→ **Task directions**
Which lines below contain the word "positive"? Return each of those lines in full.

BEGIN

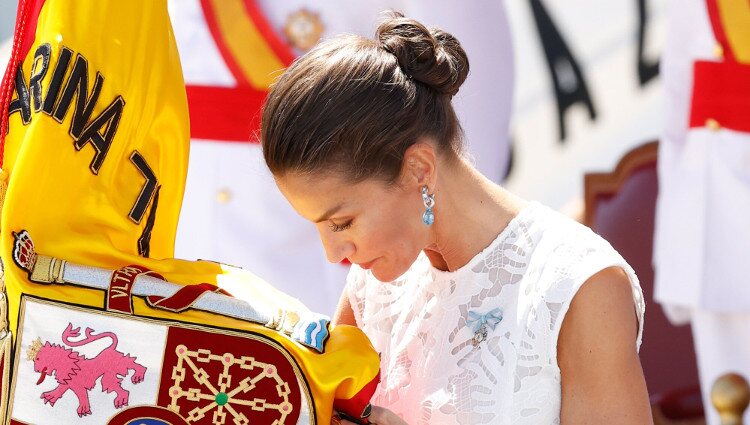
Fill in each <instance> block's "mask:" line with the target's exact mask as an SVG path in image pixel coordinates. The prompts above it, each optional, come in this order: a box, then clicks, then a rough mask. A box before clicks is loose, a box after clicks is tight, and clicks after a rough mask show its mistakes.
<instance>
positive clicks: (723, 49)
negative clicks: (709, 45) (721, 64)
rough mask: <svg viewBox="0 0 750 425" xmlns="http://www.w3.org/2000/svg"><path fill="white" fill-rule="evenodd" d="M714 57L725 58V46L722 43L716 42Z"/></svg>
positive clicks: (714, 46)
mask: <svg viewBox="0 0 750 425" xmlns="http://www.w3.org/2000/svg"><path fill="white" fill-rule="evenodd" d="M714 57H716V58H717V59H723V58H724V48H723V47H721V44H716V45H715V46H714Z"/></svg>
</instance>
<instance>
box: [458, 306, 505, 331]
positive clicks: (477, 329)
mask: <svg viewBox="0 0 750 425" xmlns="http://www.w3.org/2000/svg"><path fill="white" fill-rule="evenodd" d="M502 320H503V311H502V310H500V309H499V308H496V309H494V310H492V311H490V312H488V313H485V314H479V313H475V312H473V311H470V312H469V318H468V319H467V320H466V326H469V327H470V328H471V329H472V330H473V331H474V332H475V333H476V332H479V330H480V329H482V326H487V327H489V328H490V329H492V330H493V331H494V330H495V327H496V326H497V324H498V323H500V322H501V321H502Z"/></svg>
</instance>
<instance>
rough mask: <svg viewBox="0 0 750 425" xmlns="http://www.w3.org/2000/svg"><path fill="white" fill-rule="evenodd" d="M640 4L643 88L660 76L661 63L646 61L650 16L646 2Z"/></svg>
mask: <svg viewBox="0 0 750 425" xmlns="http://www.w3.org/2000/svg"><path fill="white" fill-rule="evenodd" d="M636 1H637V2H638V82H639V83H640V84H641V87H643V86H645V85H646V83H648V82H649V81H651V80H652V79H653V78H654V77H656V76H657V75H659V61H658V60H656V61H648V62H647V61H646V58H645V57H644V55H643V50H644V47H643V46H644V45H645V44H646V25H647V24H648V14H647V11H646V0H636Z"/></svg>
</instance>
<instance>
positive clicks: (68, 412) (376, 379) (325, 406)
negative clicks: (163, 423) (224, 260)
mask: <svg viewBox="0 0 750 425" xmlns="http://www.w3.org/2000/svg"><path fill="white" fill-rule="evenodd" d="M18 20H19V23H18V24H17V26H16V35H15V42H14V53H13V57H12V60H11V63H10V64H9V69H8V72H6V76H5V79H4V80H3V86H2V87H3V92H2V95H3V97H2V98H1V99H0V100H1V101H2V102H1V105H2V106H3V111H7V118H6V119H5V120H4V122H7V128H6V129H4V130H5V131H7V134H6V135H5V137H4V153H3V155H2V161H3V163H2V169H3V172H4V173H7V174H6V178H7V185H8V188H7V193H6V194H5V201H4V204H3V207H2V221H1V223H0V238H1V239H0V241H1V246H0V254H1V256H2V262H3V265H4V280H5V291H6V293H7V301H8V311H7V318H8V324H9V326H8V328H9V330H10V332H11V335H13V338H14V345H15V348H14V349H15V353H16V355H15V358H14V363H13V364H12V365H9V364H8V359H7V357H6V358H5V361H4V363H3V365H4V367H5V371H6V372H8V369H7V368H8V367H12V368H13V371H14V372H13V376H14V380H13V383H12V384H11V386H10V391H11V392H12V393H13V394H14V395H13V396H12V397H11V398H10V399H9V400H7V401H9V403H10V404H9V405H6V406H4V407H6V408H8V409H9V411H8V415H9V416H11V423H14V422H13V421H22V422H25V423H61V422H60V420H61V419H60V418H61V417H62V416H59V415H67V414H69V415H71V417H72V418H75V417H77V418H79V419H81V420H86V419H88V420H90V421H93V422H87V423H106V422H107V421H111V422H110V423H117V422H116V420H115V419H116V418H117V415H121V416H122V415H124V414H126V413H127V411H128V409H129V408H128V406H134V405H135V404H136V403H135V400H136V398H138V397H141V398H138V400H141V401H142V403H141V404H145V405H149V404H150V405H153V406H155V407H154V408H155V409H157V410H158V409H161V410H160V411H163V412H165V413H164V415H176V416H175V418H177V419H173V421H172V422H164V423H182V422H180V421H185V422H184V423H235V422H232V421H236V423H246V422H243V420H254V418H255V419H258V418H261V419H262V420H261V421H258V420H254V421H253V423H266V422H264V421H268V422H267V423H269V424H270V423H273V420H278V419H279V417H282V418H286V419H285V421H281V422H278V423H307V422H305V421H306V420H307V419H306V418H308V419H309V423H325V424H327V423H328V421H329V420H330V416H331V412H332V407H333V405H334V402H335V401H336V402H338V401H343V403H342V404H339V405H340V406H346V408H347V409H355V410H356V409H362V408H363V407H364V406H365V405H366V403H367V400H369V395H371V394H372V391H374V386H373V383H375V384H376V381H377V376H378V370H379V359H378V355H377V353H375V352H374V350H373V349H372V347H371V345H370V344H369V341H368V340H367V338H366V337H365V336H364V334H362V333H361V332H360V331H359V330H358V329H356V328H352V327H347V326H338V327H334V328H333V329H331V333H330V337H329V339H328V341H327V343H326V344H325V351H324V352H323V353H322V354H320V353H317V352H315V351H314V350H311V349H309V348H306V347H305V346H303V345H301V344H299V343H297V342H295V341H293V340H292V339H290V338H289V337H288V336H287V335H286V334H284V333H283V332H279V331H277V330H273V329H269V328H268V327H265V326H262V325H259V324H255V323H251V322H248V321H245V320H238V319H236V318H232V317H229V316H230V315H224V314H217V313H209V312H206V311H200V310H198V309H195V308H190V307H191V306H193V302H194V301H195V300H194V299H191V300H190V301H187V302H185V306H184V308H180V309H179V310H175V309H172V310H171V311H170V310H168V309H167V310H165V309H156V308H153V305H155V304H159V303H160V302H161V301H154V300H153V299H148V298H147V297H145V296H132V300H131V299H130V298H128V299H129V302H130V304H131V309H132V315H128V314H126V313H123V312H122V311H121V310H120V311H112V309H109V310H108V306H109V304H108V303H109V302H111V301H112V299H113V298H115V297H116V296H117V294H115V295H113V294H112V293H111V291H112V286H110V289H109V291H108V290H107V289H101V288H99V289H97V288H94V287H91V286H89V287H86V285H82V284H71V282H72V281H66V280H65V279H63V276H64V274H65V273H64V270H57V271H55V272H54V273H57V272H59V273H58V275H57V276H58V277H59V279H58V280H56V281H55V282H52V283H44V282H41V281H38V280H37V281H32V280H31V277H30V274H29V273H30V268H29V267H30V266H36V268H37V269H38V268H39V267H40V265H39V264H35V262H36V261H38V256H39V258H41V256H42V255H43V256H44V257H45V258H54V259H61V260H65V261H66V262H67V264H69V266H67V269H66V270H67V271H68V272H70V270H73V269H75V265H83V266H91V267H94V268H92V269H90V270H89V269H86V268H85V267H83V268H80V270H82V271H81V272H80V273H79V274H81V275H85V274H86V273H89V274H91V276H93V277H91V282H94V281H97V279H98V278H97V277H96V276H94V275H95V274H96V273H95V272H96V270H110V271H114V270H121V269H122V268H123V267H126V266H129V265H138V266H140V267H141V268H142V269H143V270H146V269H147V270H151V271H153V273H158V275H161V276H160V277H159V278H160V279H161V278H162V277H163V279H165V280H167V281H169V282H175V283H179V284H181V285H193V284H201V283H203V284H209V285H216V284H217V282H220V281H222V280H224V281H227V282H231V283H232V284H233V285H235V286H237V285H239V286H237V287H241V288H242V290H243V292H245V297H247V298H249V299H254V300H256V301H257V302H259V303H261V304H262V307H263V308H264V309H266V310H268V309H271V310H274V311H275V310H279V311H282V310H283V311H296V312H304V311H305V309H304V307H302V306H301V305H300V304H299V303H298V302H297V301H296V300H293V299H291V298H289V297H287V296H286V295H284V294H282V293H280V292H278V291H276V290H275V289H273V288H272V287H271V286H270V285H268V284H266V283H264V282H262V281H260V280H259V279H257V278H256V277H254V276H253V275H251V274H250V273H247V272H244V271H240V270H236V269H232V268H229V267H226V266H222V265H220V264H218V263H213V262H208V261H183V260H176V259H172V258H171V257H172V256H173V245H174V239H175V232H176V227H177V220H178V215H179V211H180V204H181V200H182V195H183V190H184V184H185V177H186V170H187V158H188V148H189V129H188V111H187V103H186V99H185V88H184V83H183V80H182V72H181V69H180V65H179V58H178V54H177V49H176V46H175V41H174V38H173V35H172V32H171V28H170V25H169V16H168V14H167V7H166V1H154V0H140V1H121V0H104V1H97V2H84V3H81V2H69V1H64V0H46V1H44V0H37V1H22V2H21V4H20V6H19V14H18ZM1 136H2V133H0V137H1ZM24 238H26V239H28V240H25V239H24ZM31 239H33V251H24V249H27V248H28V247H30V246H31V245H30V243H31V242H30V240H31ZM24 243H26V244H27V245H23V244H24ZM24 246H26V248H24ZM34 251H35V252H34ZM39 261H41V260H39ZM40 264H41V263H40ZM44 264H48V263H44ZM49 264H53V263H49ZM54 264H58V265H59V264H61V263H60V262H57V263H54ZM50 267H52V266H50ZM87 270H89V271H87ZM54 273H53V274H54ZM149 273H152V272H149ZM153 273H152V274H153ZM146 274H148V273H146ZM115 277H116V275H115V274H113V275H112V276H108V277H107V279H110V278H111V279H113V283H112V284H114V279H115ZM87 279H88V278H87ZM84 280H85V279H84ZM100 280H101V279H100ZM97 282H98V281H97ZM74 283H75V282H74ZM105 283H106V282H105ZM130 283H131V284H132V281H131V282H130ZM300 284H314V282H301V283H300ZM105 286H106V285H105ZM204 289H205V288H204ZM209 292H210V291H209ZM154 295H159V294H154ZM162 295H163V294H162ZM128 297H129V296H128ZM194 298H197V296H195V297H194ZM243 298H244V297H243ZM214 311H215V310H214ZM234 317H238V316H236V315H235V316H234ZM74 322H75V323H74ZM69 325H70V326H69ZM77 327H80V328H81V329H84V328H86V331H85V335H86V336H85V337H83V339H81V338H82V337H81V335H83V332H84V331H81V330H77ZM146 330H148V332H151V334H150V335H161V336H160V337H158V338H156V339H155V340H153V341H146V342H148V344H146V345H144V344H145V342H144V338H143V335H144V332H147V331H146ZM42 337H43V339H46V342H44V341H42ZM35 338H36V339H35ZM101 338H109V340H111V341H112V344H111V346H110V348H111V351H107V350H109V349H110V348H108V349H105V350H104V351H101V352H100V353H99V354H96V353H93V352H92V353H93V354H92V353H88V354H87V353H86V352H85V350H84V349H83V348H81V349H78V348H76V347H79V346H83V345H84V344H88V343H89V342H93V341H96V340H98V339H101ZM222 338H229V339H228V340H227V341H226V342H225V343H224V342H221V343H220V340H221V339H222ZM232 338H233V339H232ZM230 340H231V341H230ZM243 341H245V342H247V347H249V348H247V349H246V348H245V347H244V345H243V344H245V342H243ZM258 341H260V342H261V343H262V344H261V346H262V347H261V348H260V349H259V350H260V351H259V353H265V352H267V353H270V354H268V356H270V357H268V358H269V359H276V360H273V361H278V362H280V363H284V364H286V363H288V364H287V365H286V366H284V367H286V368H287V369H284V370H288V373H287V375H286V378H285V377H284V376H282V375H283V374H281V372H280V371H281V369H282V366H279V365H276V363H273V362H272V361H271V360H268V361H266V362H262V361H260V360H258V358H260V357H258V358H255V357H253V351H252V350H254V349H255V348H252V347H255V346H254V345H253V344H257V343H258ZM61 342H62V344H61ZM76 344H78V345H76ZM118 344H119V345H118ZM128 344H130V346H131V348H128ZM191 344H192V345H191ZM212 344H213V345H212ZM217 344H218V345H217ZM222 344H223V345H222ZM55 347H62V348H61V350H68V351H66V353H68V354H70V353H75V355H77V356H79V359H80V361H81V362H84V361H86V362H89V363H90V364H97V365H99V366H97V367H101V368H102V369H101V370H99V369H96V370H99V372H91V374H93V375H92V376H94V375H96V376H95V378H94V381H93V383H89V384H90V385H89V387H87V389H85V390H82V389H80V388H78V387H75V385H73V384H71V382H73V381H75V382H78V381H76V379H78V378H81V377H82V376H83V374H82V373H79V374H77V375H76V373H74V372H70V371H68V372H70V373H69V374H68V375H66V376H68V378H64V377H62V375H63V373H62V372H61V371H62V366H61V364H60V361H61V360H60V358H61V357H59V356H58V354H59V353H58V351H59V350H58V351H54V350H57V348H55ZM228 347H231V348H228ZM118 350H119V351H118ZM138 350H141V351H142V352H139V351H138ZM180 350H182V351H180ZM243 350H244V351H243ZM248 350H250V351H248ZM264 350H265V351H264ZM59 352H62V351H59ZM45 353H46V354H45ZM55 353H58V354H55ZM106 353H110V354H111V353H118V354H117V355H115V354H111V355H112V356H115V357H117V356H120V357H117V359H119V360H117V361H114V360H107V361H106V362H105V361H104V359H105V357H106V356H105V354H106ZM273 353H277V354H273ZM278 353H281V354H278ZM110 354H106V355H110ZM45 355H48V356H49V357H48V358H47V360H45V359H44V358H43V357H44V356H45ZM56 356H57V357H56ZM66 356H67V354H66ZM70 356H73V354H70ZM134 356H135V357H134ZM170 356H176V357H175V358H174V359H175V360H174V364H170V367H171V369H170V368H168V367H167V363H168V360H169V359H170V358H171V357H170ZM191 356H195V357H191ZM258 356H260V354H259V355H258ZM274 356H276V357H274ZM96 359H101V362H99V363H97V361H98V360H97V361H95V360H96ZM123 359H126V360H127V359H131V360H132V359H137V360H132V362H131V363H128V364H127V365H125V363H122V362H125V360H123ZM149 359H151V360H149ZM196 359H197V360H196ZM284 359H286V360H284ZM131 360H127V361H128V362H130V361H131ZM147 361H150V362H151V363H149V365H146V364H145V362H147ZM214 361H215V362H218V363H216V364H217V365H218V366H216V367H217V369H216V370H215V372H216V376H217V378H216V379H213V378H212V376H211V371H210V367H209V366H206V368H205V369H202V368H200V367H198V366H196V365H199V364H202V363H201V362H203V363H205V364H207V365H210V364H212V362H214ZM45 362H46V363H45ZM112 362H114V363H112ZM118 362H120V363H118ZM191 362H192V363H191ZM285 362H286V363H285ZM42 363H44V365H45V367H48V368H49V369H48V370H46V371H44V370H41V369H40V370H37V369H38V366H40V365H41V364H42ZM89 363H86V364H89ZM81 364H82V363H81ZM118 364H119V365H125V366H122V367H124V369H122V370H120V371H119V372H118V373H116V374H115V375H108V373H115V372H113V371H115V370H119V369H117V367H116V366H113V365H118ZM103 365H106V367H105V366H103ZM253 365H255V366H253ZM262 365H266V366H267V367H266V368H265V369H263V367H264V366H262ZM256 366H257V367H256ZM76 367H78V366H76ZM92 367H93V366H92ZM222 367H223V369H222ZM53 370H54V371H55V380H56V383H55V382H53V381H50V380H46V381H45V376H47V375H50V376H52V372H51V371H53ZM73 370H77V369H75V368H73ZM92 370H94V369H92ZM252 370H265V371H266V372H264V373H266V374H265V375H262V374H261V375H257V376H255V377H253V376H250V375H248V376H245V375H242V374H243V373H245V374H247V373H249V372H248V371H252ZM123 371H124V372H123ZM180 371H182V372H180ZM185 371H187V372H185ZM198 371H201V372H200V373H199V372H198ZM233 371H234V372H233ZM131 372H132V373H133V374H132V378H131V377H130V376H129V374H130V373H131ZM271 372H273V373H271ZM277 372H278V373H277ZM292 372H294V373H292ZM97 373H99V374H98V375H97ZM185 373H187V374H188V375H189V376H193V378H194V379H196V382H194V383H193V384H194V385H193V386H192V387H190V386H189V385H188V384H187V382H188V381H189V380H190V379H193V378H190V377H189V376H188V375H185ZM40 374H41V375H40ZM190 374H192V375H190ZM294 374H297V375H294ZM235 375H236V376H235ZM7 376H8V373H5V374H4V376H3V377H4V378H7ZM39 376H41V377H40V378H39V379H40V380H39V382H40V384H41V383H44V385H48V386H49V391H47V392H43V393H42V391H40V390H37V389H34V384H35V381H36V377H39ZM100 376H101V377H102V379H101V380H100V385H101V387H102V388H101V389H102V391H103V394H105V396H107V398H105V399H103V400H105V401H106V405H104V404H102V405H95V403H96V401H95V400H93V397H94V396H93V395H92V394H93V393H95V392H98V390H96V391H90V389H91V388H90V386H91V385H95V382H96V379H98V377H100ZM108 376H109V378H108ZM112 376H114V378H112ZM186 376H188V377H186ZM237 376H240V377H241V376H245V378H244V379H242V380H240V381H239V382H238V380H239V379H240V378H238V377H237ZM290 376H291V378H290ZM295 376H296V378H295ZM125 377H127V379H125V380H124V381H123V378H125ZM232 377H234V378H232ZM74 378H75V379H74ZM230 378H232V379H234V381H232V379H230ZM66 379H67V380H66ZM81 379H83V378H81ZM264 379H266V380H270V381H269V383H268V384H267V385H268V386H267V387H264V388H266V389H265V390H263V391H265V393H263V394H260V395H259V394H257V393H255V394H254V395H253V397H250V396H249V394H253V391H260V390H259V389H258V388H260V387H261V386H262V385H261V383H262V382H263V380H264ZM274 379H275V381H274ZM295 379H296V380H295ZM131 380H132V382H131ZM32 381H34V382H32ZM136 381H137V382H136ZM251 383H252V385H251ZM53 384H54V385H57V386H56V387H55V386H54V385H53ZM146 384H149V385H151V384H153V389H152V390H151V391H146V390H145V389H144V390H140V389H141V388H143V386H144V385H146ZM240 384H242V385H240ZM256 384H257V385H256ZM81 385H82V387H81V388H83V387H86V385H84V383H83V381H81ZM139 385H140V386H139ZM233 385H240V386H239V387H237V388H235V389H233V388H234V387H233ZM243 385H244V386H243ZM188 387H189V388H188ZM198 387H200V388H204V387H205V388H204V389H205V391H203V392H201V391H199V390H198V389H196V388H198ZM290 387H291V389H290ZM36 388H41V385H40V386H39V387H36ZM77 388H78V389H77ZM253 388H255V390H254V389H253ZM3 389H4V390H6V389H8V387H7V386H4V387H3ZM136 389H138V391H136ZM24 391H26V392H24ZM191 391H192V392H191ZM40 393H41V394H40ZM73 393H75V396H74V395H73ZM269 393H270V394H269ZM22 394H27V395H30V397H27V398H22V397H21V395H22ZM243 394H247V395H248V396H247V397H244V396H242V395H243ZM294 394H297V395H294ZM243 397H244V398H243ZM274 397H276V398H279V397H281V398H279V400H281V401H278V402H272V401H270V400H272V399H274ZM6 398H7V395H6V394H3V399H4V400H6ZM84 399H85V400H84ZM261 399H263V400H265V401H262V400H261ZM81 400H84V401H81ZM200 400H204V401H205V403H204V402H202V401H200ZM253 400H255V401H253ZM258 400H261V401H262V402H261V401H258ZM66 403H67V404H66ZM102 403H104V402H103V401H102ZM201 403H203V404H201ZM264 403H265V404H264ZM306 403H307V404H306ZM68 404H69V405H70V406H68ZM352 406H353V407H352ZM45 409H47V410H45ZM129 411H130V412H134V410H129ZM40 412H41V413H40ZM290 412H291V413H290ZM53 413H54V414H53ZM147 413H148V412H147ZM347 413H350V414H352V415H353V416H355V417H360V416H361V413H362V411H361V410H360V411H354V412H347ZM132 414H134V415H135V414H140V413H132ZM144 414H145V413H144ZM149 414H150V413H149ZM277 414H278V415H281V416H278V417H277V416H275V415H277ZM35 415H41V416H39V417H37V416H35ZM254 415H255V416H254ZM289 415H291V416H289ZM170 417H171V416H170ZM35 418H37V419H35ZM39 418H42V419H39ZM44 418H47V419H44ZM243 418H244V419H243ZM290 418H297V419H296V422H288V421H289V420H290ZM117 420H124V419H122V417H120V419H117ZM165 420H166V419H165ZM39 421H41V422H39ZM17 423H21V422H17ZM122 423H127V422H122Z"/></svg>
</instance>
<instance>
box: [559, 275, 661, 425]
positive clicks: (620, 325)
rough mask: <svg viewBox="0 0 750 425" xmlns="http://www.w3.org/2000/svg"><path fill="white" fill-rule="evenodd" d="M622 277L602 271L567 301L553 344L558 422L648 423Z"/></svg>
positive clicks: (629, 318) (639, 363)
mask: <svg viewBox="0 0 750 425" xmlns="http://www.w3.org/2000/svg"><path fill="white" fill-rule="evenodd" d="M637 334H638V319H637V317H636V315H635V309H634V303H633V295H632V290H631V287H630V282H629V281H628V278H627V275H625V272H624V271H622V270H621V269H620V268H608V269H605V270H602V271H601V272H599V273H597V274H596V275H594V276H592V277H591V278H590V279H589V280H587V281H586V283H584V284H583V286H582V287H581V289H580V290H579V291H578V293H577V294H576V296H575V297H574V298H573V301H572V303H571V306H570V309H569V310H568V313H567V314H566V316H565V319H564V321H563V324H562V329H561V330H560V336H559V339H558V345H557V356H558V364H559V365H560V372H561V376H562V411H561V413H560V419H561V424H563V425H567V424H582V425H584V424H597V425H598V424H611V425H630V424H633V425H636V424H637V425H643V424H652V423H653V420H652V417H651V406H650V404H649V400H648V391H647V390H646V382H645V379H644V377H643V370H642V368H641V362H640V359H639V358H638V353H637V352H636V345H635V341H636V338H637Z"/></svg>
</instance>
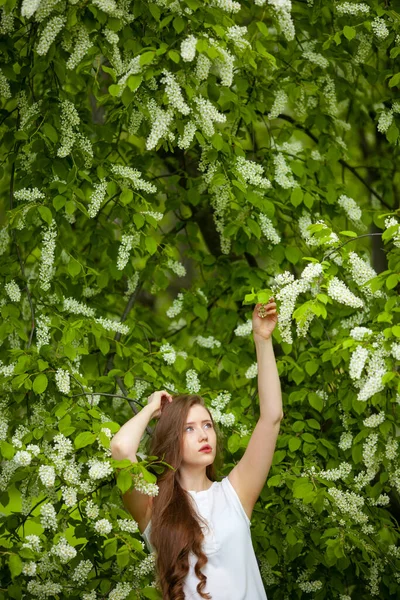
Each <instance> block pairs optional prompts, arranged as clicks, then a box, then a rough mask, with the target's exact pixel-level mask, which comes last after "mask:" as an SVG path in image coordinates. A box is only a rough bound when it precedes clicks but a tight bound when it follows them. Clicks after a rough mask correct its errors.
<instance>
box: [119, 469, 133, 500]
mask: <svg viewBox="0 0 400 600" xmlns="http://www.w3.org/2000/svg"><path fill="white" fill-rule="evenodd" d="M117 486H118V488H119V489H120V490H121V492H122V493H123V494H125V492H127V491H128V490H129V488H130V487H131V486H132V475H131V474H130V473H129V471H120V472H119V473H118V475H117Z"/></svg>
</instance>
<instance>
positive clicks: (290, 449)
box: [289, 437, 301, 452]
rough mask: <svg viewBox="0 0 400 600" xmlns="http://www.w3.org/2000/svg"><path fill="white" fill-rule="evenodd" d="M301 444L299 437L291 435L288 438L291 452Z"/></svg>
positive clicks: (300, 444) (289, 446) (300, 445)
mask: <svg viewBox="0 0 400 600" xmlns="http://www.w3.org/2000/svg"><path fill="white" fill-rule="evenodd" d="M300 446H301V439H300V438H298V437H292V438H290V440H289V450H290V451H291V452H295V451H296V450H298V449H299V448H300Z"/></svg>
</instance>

END

→ **Written answer**
positive clicks: (723, 49)
positive clicks: (714, 46)
positive clicks: (477, 329)
positive clicks: (68, 412) (376, 379) (325, 406)
positive clicks: (620, 325)
positive clicks: (629, 318) (639, 363)
positive clicks: (290, 449)
positive clicks: (300, 444) (289, 446) (300, 445)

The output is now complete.